==== TEXTO PARA LEITURA ====

Júlia de Abreu Ferreira da Silva*
Variações demográficas
não são uma novidade para o território anteriormente ocupado pela República
Socialista Federativa da Iugoslávia (1945-1992), atualmente dividido em
Bósnia-Herzegovina, Croácia, Eslovênia, Macedônia do Norte, Montenegro e
Sérvia, além do contestado Kosovo. Historicamente, a região – assim como o
resto da Europa – experimentou períodos de intensa emigração; na década de
1960, por exemplo, milhares de iugoslavos deixaram o país sob motivações
econômicas. (BONIFAZI; MAMOLO, 2004, p. 521)
No entanto, estas
variações acentuaram-se definitivamente durante a década de 1990; a união entre
o fim do regime político comunista após a queda do Muro de Berlim e as
profundas mudanças sociais e econômicas, aliadas ao advento da Guerra Civil
Iugoslava (1991-2001), impactaram a região como um todo. Além do alto número de
mortos durante o conflito, a guerra gerou uma enorme movimentação populacional,
migrações forçadas e voluntárias; a consequente deterioração de diversos
setores da sociedade – saúde, economia, padrões de vida – resultou em quedas
nos índices de fecundidade e natalidade, bem como alta nos níveis de mortalidade.
(SARDON, 2001, p. 49-50)
As causas deste conflito
estão relacionadas a uma série de fatores, como a crise econômica que se
alastrou pela Iugoslávia durante toda a década de 1980; o crescimento
econômico, que durante a década de 1970 mantivera-se na casa do 5%, caiu para
zero, passando a ser negativo a partir de 1980; o desemprego atingiu cerca de
1,2 milhão de trabalhadores em 1988. A inflação galopava, de 170% em 1987 para
2,5 mil % em 1990, chegando a 120 mil % em 1992. (JACOMINI, 1998, p. 43)

====

EXERCÍCIO BREVE A.
Conte as linhas dos registros que contêm a palavra "daisy", levando em conta a diferença entre maiúsculas e minúsculas. Informe somente o número.

==== DADOS FORNECIDOS ====

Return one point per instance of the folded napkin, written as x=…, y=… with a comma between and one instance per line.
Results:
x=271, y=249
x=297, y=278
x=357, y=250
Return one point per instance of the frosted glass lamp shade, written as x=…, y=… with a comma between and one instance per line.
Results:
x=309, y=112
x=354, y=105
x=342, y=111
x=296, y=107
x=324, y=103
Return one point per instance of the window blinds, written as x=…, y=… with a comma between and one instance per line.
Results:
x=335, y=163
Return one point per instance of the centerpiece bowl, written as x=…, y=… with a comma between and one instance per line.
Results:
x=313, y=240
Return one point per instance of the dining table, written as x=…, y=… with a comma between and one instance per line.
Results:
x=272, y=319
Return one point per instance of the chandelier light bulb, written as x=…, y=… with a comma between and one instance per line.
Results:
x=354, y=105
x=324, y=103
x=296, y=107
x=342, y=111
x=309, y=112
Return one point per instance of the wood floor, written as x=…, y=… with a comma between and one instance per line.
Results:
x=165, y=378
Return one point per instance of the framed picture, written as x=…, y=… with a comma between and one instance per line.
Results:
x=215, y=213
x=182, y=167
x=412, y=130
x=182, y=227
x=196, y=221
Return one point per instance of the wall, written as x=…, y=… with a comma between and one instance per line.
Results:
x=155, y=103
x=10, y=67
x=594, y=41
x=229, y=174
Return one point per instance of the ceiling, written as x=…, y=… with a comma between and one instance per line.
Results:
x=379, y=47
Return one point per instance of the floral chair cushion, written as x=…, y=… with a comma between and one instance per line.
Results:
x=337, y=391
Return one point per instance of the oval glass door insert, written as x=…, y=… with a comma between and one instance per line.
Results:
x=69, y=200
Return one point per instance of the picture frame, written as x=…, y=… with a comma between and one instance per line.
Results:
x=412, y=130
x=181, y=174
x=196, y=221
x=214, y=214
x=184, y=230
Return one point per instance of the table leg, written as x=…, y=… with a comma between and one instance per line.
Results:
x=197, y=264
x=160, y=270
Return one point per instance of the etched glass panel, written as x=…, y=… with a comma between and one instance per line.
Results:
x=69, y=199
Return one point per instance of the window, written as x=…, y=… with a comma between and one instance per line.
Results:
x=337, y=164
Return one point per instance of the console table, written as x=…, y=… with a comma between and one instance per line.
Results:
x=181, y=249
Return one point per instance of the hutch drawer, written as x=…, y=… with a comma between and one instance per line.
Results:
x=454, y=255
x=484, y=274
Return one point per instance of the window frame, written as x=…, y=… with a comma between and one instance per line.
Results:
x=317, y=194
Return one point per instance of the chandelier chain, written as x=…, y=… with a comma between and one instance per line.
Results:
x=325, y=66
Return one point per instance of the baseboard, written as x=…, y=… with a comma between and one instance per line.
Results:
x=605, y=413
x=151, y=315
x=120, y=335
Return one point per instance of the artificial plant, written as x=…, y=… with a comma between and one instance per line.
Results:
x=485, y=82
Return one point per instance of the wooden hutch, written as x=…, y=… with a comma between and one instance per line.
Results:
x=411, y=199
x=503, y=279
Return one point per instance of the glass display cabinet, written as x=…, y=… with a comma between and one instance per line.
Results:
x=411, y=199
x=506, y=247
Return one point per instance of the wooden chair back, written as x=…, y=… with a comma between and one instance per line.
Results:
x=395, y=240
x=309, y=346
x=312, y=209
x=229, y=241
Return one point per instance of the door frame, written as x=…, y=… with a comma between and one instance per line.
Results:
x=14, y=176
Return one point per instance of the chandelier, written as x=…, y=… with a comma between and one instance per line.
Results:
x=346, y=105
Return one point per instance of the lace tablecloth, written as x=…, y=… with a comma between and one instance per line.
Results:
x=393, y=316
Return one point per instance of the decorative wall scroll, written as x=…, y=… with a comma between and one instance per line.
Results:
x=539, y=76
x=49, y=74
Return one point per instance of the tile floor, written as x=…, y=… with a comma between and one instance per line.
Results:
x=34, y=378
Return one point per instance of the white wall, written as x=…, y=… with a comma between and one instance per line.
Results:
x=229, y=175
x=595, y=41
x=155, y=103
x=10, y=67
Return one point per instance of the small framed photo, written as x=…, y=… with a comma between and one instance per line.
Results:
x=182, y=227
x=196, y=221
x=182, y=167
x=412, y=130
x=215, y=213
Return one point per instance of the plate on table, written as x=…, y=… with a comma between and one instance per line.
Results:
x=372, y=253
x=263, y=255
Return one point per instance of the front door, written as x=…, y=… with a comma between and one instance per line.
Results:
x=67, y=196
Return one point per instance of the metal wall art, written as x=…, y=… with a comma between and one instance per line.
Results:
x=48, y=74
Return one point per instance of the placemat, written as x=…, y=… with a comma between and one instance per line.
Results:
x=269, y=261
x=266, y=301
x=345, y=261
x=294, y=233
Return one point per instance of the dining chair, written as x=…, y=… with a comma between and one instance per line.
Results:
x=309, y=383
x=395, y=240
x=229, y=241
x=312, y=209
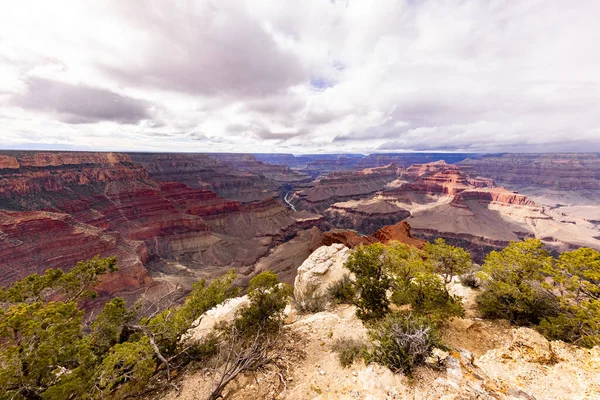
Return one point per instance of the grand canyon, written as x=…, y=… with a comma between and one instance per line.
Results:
x=301, y=200
x=174, y=218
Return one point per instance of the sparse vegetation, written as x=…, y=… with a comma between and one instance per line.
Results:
x=252, y=340
x=401, y=342
x=48, y=353
x=372, y=282
x=349, y=350
x=310, y=299
x=561, y=297
x=447, y=260
x=342, y=291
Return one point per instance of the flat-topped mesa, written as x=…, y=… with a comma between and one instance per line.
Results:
x=400, y=233
x=343, y=185
x=437, y=178
x=405, y=160
x=17, y=159
x=198, y=202
x=38, y=175
x=497, y=195
x=562, y=171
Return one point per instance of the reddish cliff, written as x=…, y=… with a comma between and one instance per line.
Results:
x=345, y=185
x=497, y=195
x=249, y=163
x=207, y=172
x=34, y=241
x=68, y=207
x=399, y=232
x=580, y=171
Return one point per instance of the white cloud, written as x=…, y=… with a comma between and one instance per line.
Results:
x=304, y=76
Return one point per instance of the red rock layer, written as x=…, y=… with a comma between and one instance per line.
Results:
x=399, y=232
x=249, y=163
x=34, y=241
x=580, y=171
x=206, y=172
x=340, y=185
x=495, y=195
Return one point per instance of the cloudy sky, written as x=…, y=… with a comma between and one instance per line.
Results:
x=300, y=76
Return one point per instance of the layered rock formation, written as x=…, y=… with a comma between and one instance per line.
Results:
x=400, y=232
x=484, y=360
x=206, y=172
x=407, y=159
x=323, y=267
x=365, y=216
x=275, y=172
x=580, y=171
x=60, y=208
x=345, y=185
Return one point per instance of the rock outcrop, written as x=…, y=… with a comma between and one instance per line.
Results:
x=206, y=172
x=346, y=185
x=323, y=267
x=580, y=171
x=365, y=216
x=224, y=313
x=59, y=208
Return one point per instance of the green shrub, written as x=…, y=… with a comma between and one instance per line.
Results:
x=126, y=370
x=514, y=287
x=372, y=282
x=342, y=291
x=349, y=350
x=427, y=296
x=268, y=298
x=401, y=342
x=471, y=280
x=309, y=299
x=447, y=260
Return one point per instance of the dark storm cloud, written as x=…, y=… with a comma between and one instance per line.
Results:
x=209, y=48
x=76, y=104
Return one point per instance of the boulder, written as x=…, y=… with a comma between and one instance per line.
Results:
x=324, y=266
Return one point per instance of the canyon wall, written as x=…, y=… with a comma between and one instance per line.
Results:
x=551, y=171
x=57, y=208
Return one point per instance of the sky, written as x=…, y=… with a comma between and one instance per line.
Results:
x=306, y=76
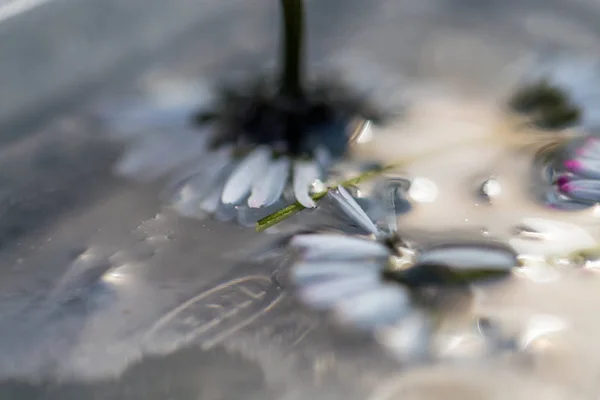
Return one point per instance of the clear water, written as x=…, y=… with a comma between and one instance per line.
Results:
x=142, y=280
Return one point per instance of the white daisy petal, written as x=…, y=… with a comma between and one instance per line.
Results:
x=239, y=183
x=196, y=184
x=211, y=203
x=268, y=189
x=338, y=247
x=310, y=271
x=324, y=295
x=323, y=156
x=474, y=256
x=374, y=308
x=353, y=210
x=305, y=173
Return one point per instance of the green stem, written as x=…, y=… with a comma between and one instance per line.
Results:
x=293, y=25
x=287, y=212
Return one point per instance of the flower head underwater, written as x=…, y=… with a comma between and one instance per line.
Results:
x=256, y=147
x=373, y=280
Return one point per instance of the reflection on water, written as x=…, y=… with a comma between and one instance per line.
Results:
x=475, y=171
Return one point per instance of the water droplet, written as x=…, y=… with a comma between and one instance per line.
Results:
x=423, y=190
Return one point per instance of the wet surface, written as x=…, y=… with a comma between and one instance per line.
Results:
x=106, y=294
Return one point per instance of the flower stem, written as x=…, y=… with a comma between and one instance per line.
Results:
x=293, y=26
x=287, y=212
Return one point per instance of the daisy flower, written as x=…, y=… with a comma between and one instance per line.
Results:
x=560, y=93
x=574, y=174
x=376, y=280
x=255, y=148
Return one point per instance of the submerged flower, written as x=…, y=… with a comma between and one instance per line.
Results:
x=375, y=280
x=561, y=93
x=252, y=144
x=248, y=152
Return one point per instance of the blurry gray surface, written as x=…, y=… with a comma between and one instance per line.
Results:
x=65, y=221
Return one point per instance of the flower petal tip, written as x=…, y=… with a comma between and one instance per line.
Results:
x=565, y=187
x=563, y=180
x=573, y=165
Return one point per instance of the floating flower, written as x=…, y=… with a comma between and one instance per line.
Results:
x=374, y=280
x=257, y=147
x=572, y=174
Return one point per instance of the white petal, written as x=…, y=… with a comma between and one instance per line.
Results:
x=211, y=203
x=305, y=173
x=353, y=210
x=338, y=247
x=240, y=181
x=310, y=271
x=196, y=184
x=470, y=256
x=325, y=295
x=378, y=307
x=268, y=189
x=323, y=156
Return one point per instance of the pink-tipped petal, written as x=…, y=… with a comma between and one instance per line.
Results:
x=565, y=187
x=562, y=180
x=573, y=165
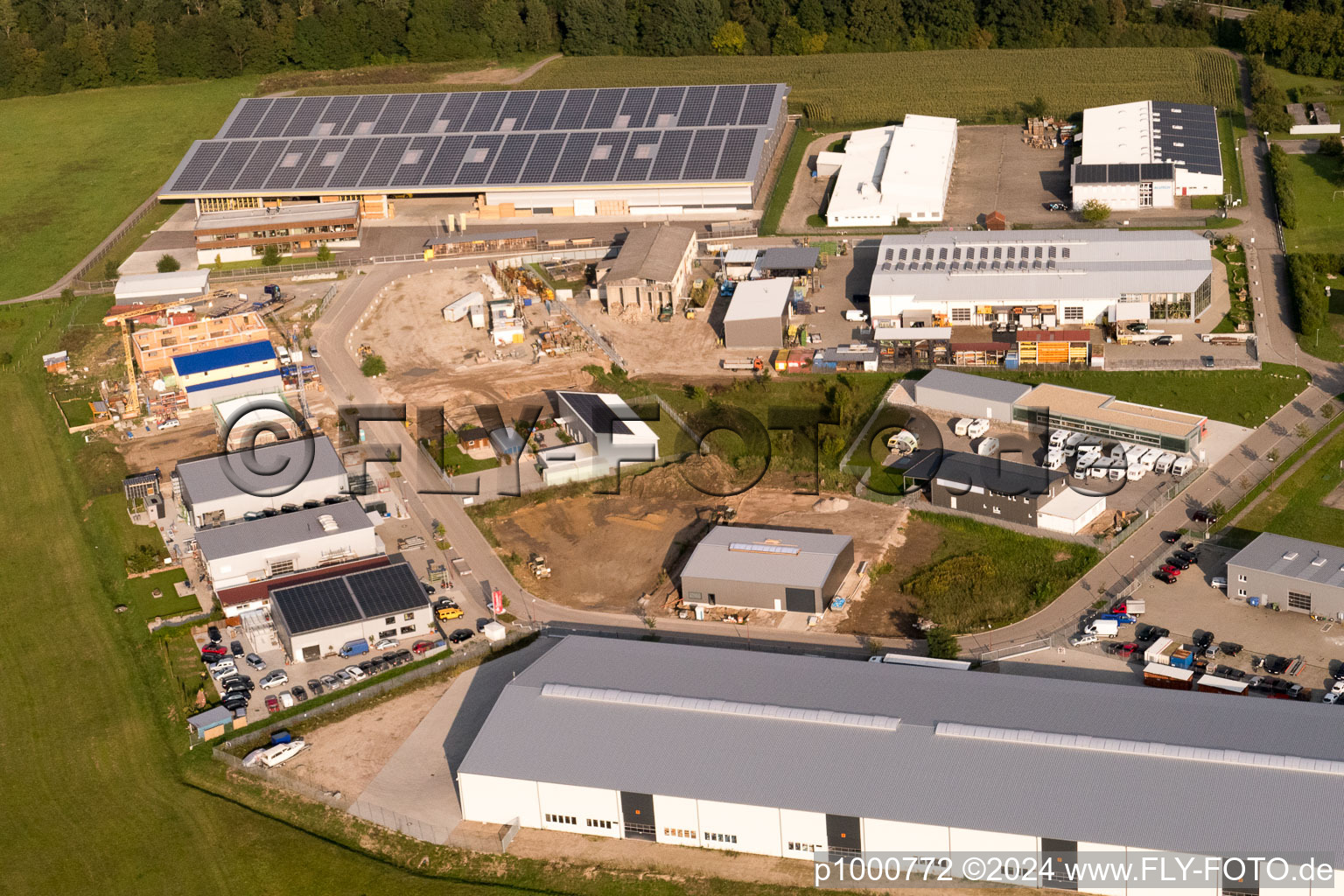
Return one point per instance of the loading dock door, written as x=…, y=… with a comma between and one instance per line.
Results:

====

EXERCÍCIO BREVE B.
Transcreva, sem nenhuma alteração, o trecho do texto sobre a antiga Iugoslávia que começa em "No entanto, estas" e termina em "2001, p. 49-50)".

RESPOSTA CORRETA A.
2

RESPOSTA CORRETA B.
No entanto, estas
variações acentuaram-se definitivamente durante a década de 1990; a união entre
o fim do regime político comunista após a queda do Muro de Berlim e as
profundas mudanças sociais e econômicas, aliadas ao advento da Guerra Civil
Iugoslava (1991-2001), impactaram a região como um todo. Além do alto número de
mortos durante o conflito, a guerra gerou uma enorme movimentação populacional,
migrações forçadas e voluntárias; a consequente deterioração de diversos
setores da sociedade – saúde, economia, padrões de vida – resultou em quedas
nos índices de fecundidade e natalidade, bem como alta nos níveis de mortalidade.
(SARDON, 2001, p. 49-50)